Kamis, 04 September 2014

Menebus Dosa Hingga Telur Mereka Menetas

Jika saat tahun 1970an, Kelompok Ramayana mempunyai kegemaran memburu puluhan ribu penyu hingga ke Alas Purwo, Jawa Timur, saat ini penerusnya yang menamai diri Kelompok Pelestari Penyu Kurma Asih melakukan hal sebaliknya. Mencoba melestarikan penyu bagi generasi masa depan.

“Ibarat menebus dosa masa lalu. Dulu ayah saya seorang pemburu penyu,” ungkap I Wayan Anom Astika Jaya, Bidang Konservasi Kelompok Pelestari Penyu Kurma Asih, Dusun Mekarsari, Desa Perancak, Kabupaten Jembrana, Bali.

Sekitar 95% penduduk Desa Perancak memang menggantungkan kehidupannya dari laut. Hal ini membuat sebuah kelompok nelayan bernama Ramayana berjaya pada zamannya. “ Pada tahun 1970an, hasil tangkapan penyu yang didapat kelompok ini cukup banyak. Mulai dari penyu belimbing, sisik dan hijau. Hal ini pun terjadi terus-menerus bahkan kelompok ini memilik kandang penyu sendiri,” cerita I Wayan Anom Astika Jaya.

++++++++++++++++++++

| Soal Singkat |
Lanjutkan kutipan tentang pelestarian penyu di Desa Perancak, dimulai setelah kalimat terakhirnya. Catatan yang menyusul tidak berperan apa pun dalam hal ini.

Item dataset tersimpan
++++++++++++++++++++

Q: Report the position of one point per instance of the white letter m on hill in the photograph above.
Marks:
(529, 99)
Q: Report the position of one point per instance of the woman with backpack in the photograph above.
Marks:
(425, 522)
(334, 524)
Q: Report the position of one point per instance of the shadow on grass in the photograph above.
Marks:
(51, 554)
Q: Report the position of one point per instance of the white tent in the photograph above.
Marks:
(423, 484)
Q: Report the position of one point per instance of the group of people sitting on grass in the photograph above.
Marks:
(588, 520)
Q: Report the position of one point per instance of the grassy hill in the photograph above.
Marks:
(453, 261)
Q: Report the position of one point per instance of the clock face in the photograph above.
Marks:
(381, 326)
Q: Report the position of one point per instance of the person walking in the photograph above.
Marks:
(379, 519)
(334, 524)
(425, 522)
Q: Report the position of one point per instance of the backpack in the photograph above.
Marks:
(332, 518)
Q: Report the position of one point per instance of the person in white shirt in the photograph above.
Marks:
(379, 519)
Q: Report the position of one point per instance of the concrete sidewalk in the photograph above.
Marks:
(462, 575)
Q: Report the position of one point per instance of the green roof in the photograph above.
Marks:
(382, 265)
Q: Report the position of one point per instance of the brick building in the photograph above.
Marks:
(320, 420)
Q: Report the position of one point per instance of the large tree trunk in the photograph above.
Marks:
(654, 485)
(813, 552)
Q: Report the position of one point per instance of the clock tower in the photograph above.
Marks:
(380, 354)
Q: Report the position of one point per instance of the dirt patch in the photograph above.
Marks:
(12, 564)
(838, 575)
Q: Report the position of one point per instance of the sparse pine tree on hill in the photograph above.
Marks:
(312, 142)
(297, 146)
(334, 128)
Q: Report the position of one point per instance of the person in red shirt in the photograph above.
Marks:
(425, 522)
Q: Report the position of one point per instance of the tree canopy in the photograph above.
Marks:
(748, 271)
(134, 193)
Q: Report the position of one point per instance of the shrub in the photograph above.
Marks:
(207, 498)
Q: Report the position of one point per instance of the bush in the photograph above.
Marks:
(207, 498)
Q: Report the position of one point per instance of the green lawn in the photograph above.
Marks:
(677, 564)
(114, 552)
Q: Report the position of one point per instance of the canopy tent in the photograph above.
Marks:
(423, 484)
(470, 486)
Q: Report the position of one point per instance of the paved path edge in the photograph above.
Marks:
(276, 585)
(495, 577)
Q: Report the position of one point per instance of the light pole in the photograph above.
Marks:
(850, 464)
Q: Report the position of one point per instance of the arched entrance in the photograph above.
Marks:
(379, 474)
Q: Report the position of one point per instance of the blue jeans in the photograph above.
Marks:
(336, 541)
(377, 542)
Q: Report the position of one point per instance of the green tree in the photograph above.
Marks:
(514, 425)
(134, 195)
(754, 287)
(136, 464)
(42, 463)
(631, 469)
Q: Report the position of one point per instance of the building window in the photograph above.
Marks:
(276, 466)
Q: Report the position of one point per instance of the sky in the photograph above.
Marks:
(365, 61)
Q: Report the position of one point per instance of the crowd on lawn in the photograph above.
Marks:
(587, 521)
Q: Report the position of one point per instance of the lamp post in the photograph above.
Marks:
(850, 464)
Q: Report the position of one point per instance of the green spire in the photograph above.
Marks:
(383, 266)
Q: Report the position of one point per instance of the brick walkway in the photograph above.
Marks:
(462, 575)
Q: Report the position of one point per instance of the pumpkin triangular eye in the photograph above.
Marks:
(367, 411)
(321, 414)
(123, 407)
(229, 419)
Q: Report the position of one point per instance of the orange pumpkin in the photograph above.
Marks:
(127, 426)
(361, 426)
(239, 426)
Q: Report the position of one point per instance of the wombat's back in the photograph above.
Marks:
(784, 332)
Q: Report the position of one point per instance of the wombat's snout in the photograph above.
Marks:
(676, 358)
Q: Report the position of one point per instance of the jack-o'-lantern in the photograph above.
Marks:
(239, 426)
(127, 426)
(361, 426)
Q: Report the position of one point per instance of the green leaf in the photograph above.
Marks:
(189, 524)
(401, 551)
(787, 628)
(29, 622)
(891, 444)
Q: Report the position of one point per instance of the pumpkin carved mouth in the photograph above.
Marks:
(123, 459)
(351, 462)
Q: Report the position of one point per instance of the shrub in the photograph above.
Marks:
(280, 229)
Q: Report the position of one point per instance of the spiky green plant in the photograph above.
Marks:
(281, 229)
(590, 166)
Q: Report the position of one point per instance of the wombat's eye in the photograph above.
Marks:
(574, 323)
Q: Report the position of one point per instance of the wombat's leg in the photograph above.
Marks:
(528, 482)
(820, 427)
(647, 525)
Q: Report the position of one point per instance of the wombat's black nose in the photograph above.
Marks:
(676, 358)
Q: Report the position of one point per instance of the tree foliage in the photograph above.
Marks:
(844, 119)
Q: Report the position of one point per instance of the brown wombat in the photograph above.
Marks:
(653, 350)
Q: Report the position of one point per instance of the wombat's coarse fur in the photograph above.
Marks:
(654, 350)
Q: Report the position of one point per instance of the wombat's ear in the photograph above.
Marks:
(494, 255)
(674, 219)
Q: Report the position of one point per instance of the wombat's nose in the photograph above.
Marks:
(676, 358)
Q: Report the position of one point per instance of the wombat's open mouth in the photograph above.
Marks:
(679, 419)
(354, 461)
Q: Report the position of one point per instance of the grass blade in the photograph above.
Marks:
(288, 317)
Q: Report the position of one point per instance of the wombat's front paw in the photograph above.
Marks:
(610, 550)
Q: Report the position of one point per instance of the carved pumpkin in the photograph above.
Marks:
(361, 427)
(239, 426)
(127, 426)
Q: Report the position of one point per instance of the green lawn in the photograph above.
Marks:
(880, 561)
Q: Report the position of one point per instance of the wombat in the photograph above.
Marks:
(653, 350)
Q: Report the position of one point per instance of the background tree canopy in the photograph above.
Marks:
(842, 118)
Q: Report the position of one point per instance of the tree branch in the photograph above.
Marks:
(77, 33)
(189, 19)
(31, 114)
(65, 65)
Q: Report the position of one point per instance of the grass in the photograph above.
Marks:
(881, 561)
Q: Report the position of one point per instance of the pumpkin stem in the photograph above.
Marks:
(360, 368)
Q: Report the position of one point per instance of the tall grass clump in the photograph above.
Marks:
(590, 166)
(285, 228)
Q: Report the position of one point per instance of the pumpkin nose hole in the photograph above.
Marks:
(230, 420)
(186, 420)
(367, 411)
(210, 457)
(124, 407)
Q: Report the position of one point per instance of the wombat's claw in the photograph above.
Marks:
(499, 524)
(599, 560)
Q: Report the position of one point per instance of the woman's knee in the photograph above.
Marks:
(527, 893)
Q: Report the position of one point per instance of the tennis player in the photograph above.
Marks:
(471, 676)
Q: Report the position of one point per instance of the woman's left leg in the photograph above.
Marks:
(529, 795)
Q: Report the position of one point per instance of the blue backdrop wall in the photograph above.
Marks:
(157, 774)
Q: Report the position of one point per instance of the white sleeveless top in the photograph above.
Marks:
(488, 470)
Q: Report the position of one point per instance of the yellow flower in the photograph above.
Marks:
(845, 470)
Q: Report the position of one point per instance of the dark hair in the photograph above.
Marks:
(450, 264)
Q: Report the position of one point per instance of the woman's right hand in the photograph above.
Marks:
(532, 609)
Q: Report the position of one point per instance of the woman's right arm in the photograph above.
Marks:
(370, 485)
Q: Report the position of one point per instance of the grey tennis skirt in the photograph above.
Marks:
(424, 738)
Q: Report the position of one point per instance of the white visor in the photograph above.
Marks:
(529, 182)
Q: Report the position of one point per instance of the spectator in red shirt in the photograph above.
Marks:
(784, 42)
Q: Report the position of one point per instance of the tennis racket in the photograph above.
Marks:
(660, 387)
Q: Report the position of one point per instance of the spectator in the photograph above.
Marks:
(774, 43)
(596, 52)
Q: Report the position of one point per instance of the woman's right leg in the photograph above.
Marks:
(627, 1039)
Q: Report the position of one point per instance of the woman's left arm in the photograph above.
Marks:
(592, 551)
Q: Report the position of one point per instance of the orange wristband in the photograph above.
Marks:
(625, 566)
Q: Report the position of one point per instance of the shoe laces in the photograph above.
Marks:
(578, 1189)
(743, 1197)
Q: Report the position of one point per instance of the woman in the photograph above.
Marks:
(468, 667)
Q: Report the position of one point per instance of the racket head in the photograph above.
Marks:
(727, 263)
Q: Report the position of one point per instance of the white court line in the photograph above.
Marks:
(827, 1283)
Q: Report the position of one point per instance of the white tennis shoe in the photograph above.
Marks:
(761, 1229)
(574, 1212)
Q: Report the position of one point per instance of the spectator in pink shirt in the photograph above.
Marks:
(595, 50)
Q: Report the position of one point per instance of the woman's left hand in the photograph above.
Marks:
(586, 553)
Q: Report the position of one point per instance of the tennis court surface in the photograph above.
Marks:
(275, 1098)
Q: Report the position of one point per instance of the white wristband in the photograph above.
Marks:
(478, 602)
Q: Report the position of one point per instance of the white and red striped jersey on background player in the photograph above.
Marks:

++++++++++++++++++++

| Jawaban Latihan |
Memasuki era 1990an membuat benak ayah I Wayan Anom Astika Jaya, I Wayan Tirta menjadi jengah. I Wayan Tirta yang kini menjadi Ketua Kelompok Pelestari Penyu Kurma Asih bersama anggota Kelompok Ramayana yang lain mulai memutar otak. Semakin berkurangnya jumlah populasi penyu dan Bali yang menjadi sorotan internasional terkait pemburuan penyu.

Berdasarkan data Balai Konservasi dan Sumber Daya Alam (BKSDA), pada tahun 1969 sampai 1999, kebutuhan penyu di Bali khususnya penyu hijau (Chelonia mydas) mencapai 19.628 ekor hingga 30.121 ekor per tahun. Terlebih lagi pembeberan bukti bahwa Bali menjadi tempat pembantaian sekitar 35.000 penyu pada tahun 1996 membuat I Wayan Tirta bersama anggota lainnya untuk “menebus dosa”.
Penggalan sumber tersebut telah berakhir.